## EXERCISE OBJECTIVE
How many lines in the records below contain the string "spectator"? Reply with the number only.

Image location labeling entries
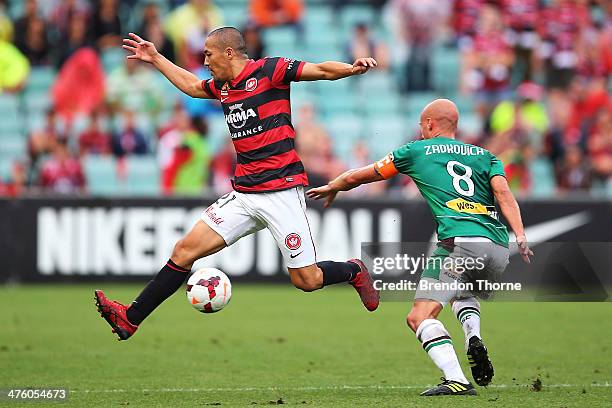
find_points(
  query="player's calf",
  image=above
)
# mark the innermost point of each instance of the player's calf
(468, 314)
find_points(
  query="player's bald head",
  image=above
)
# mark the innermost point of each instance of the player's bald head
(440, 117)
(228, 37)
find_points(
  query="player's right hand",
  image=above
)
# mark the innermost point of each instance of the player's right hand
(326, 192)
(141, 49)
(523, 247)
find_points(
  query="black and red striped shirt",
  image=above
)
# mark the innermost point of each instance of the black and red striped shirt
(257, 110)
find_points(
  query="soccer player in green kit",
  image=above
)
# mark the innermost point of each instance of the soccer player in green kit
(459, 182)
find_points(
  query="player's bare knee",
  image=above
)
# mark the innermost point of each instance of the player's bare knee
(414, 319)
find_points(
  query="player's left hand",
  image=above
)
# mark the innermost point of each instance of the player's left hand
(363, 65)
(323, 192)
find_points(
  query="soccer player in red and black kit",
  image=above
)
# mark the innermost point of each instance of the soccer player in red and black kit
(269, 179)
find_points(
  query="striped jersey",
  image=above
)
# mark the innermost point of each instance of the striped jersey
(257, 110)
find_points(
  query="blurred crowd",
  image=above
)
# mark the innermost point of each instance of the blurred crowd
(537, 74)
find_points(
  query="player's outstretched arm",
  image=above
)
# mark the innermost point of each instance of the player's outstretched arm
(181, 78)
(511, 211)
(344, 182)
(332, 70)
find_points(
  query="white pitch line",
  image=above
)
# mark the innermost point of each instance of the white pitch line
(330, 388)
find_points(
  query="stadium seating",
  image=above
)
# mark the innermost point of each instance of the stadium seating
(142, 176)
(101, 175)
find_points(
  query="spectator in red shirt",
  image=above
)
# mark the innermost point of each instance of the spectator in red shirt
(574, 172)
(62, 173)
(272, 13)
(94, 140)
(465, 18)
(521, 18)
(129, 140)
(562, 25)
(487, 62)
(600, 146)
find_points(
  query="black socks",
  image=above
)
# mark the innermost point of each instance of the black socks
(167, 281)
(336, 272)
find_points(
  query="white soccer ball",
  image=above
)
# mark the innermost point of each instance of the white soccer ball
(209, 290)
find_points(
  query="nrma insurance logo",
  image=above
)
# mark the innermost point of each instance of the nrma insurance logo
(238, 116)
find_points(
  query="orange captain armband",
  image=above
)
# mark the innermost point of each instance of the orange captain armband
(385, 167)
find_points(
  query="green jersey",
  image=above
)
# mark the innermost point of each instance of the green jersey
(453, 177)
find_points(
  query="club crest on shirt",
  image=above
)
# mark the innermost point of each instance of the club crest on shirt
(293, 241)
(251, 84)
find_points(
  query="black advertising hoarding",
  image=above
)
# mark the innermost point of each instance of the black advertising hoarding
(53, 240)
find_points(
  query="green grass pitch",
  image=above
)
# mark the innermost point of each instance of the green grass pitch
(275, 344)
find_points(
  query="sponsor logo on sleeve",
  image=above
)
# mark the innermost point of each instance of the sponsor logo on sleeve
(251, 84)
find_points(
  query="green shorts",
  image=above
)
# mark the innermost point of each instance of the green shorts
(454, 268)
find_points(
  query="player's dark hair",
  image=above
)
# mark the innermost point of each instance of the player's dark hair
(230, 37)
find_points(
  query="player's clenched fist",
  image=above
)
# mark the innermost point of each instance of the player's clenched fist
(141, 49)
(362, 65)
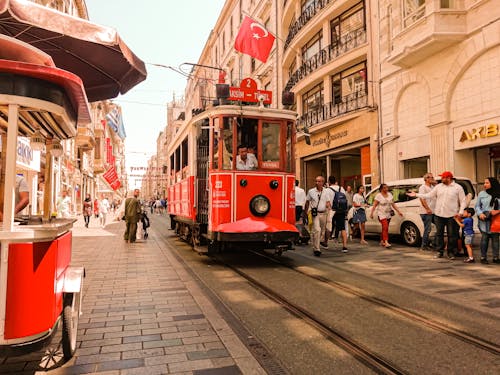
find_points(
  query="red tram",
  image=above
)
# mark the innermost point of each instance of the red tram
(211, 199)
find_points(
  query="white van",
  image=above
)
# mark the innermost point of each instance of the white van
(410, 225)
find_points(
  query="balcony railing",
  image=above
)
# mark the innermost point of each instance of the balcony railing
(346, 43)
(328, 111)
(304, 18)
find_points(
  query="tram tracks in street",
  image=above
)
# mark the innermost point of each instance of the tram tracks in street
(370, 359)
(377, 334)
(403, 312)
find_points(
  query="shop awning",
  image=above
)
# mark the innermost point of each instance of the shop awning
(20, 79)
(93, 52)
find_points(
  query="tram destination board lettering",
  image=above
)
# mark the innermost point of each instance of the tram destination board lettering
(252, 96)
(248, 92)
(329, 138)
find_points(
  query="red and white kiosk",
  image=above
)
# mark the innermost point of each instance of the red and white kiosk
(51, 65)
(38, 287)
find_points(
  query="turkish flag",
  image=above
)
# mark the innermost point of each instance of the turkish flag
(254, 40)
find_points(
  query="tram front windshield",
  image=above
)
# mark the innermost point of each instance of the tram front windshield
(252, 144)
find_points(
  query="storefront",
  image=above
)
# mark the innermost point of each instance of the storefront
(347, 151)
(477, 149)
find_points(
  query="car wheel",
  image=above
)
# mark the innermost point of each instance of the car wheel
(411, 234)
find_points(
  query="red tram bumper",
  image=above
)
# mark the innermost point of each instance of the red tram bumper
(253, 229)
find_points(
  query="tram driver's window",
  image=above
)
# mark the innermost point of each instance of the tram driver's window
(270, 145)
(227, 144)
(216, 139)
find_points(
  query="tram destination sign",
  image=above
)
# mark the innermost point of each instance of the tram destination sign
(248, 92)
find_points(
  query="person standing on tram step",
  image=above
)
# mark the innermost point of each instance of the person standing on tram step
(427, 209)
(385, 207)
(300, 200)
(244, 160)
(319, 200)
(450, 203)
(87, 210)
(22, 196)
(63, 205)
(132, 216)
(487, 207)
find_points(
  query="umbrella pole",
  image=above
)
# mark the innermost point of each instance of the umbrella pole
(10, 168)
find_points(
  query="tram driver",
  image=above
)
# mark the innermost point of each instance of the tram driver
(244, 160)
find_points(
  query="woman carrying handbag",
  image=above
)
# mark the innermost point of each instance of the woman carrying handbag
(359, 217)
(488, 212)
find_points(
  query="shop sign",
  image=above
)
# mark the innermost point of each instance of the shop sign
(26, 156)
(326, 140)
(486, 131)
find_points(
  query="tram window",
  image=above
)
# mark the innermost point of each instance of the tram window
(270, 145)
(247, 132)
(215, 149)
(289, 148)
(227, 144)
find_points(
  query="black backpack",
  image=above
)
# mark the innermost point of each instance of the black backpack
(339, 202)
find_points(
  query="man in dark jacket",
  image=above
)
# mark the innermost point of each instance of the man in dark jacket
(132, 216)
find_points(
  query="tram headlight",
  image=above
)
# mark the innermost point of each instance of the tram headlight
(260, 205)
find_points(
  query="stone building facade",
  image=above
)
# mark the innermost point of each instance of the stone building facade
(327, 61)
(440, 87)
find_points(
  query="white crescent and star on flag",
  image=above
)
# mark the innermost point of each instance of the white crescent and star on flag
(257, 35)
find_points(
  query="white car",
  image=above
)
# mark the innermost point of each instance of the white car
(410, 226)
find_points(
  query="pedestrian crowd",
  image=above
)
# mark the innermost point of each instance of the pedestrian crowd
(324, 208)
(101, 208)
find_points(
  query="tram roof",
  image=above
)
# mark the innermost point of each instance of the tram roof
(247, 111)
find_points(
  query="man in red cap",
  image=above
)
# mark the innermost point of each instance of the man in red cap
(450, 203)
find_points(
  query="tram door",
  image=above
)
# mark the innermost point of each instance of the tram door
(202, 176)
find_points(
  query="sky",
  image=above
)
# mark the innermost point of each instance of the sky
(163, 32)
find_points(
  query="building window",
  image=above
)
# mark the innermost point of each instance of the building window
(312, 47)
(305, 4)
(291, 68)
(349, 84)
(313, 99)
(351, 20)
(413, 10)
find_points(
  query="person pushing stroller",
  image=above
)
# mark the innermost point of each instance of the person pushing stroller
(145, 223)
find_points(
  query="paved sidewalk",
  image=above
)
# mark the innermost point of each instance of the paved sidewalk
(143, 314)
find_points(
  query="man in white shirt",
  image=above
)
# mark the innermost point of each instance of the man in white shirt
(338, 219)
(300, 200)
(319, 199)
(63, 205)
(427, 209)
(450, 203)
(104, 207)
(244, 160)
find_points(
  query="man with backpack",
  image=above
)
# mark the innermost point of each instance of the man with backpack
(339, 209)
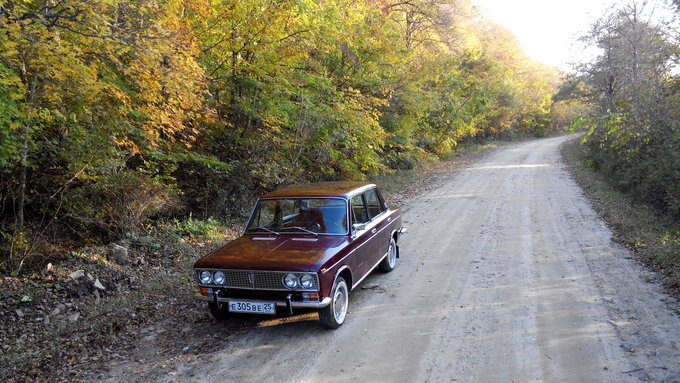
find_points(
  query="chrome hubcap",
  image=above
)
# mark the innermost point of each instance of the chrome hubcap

## FULL ANSWER
2